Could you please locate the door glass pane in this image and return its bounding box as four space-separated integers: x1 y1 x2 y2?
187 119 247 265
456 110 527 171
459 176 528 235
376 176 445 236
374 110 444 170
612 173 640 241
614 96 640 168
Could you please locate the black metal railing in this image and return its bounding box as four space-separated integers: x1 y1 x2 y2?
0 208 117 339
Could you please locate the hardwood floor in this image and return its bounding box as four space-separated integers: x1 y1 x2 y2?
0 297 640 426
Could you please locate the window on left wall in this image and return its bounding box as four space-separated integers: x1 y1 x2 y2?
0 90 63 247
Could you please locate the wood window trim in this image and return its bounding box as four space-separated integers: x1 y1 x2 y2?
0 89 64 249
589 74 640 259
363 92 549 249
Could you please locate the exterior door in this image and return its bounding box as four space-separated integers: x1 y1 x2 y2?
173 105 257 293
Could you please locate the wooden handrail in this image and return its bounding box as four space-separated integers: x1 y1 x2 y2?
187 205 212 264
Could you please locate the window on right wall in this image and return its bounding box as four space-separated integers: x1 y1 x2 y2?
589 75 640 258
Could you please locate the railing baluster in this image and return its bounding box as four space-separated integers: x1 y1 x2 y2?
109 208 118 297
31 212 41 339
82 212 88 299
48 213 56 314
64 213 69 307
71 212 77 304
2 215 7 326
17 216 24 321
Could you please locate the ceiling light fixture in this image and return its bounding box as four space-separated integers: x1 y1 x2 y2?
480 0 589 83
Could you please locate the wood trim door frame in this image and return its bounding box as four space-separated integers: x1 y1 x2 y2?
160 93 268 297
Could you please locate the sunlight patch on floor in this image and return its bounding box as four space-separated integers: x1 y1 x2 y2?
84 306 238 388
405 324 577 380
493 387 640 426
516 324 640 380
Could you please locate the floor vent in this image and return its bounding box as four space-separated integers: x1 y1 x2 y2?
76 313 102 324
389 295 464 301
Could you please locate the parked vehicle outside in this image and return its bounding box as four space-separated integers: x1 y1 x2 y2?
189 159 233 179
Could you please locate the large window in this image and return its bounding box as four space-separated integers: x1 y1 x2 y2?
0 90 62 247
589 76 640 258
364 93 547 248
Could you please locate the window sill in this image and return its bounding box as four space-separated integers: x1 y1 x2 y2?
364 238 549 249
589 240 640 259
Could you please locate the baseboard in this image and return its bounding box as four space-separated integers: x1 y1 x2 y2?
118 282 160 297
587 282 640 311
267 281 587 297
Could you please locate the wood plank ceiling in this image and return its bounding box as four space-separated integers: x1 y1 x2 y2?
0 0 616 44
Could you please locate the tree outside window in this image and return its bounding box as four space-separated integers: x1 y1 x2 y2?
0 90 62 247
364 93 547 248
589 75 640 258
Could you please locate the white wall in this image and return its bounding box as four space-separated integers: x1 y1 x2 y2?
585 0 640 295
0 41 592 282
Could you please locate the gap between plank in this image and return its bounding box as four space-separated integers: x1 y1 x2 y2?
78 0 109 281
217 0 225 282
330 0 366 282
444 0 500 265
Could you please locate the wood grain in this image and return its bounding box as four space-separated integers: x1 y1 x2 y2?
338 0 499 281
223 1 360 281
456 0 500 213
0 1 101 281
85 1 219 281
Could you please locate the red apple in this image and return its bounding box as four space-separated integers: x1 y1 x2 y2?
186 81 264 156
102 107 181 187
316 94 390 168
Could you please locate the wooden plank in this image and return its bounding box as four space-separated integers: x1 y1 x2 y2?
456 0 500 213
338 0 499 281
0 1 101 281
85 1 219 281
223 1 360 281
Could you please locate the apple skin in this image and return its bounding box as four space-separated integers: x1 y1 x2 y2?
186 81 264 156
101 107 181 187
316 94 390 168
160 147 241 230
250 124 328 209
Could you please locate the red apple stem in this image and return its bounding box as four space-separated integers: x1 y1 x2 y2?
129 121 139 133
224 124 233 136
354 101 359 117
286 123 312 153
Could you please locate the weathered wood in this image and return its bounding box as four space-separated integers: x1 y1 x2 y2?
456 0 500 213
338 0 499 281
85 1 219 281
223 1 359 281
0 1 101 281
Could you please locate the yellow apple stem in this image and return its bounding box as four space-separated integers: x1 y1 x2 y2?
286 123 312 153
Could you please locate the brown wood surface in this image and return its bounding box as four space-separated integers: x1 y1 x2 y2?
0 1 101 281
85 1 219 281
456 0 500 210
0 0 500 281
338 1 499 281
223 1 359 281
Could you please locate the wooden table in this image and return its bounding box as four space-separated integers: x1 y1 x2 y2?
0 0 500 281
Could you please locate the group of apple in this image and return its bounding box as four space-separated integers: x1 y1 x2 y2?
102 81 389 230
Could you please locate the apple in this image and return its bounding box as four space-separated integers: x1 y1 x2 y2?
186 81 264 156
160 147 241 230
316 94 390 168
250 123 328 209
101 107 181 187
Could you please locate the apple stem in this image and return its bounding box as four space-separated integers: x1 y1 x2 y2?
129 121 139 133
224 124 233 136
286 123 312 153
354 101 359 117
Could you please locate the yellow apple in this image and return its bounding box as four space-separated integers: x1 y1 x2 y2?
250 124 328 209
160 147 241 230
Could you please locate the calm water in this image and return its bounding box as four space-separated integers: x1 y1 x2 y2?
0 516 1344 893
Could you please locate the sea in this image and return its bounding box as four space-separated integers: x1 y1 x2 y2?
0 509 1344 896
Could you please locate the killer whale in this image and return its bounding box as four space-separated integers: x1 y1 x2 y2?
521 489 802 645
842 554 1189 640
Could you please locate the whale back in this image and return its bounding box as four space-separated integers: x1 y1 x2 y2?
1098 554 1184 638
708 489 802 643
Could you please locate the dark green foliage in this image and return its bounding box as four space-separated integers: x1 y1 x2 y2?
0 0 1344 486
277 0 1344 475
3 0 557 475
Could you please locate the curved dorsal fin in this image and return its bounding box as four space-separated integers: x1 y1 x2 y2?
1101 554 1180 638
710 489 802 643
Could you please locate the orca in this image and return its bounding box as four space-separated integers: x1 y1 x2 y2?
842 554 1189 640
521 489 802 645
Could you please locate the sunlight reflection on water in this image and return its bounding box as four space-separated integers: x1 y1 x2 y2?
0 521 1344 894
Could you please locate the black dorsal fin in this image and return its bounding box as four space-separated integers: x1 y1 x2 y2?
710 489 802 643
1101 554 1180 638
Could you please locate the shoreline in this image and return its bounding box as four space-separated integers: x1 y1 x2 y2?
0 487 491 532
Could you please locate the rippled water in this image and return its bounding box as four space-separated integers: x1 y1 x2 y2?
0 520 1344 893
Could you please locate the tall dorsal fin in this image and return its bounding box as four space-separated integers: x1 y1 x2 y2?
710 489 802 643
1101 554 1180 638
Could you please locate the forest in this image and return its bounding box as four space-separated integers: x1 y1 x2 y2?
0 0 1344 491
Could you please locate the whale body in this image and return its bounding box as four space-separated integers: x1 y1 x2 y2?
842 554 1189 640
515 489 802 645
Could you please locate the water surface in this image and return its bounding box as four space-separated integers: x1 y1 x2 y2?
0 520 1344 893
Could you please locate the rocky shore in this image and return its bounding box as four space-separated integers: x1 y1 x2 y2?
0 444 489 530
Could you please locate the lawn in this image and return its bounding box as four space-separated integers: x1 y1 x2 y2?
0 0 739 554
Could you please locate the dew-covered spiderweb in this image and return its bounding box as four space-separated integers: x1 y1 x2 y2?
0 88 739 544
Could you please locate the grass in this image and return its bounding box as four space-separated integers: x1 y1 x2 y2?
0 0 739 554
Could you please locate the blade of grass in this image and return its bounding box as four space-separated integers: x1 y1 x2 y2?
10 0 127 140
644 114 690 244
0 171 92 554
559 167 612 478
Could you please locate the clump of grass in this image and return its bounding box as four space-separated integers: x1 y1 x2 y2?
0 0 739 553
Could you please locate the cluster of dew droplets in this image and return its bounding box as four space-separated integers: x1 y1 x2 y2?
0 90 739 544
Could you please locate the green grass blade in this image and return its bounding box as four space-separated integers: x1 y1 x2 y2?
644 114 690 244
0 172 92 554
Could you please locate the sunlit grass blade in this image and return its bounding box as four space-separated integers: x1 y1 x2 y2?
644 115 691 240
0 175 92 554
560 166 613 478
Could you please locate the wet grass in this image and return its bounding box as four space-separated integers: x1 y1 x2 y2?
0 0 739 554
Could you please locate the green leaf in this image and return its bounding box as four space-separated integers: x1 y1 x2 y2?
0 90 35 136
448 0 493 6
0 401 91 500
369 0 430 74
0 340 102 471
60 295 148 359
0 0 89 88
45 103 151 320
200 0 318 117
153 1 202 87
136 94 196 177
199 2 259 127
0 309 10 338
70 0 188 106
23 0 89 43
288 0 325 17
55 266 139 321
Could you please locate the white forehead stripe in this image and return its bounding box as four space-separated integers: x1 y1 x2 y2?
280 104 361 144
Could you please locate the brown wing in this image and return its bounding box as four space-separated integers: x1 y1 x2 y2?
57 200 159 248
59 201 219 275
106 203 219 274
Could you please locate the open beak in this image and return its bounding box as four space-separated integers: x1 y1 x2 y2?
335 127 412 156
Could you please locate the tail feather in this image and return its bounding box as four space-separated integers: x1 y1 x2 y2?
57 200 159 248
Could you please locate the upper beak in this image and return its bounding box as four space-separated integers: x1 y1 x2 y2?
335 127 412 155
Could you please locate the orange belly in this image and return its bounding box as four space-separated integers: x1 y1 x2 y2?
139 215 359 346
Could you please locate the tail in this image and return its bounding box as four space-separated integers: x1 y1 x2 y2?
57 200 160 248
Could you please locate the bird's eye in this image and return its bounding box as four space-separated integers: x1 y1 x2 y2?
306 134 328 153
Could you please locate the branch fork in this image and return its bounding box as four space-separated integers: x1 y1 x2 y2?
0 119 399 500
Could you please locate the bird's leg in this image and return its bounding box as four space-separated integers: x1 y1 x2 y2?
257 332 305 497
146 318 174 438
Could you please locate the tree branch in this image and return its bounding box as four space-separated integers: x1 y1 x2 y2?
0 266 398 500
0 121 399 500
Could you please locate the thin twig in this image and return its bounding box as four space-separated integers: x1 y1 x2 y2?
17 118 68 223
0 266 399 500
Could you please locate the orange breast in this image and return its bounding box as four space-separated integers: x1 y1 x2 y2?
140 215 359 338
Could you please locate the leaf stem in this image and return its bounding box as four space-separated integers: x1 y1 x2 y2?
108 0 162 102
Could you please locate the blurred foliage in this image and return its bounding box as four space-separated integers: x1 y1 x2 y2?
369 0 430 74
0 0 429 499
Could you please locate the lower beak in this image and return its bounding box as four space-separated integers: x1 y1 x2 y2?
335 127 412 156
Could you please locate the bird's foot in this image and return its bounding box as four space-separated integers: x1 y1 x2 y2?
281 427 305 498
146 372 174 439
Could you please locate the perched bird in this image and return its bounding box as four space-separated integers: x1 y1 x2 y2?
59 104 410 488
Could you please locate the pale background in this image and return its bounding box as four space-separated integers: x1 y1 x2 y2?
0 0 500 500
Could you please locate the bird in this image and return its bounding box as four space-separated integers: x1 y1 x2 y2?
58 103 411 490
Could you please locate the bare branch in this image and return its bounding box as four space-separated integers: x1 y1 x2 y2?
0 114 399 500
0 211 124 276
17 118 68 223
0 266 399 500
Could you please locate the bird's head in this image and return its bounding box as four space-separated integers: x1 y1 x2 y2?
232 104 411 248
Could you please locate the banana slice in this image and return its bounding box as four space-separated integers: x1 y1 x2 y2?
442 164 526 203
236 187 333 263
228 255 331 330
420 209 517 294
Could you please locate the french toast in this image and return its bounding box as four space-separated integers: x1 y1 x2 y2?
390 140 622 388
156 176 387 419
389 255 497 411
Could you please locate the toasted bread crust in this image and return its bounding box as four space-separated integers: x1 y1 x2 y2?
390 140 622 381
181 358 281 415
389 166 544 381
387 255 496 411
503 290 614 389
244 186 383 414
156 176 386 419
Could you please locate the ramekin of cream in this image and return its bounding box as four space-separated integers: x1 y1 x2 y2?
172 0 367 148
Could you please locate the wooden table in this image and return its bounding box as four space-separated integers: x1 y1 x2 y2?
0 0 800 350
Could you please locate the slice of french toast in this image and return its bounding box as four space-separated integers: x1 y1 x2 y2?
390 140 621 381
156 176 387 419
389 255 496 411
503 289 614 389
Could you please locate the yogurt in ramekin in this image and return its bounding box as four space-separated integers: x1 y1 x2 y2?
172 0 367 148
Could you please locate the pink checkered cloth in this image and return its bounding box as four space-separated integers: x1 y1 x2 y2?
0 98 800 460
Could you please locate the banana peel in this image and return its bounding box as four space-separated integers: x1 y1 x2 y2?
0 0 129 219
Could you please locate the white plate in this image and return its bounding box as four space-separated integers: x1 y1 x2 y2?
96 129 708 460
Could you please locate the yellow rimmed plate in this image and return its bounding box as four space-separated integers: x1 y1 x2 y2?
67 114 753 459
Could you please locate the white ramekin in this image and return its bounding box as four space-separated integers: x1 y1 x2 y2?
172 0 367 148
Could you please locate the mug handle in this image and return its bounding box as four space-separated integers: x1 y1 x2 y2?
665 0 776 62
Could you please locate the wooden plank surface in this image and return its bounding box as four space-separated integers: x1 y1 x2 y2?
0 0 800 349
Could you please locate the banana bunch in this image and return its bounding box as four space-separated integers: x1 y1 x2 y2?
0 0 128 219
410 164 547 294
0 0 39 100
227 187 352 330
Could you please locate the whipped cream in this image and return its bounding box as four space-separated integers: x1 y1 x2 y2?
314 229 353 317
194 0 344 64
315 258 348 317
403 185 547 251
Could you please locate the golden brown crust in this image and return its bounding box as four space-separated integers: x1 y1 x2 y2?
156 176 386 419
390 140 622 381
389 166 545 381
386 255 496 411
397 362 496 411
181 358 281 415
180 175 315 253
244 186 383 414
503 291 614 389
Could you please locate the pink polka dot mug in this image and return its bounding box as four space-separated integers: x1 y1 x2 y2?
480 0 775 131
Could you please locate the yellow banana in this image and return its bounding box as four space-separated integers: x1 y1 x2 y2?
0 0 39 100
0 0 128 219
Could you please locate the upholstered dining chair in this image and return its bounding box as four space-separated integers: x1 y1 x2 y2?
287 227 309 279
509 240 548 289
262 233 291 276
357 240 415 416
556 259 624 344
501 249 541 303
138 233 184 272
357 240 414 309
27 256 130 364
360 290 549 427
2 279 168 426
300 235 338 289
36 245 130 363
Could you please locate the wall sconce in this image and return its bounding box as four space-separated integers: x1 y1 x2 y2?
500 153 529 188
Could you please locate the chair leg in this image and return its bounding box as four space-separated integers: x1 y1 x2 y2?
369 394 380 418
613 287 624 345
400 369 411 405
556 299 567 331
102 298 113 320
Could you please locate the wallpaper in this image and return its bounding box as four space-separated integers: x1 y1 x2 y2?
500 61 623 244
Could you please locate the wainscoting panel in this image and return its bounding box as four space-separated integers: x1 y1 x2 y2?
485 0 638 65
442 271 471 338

+---+

• Instruções da tarefa: Reescreva todo o trecho da listagem que vai da linha com "Could you please locate the wall sconce" até a linha com "500 61 623 244", incluindo ambas. Substitua "chair leg" por "table leg" e mantenha todo o resto igual.

• Resultado:
Could you please locate the wall sconce in this image and return its bounding box as four space-separated integers: x1 y1 x2 y2?
500 153 529 188
Could you please locate the table leg in this image and return its bounding box as four space-separated integers: x1 y1 x2 y2?
369 394 380 418
613 287 624 345
400 369 411 405
556 299 567 331
102 298 113 320
Could you please locate the wallpaper in this image and return its bounding box as four space-separated integers: x1 y1 x2 y2?
500 61 623 244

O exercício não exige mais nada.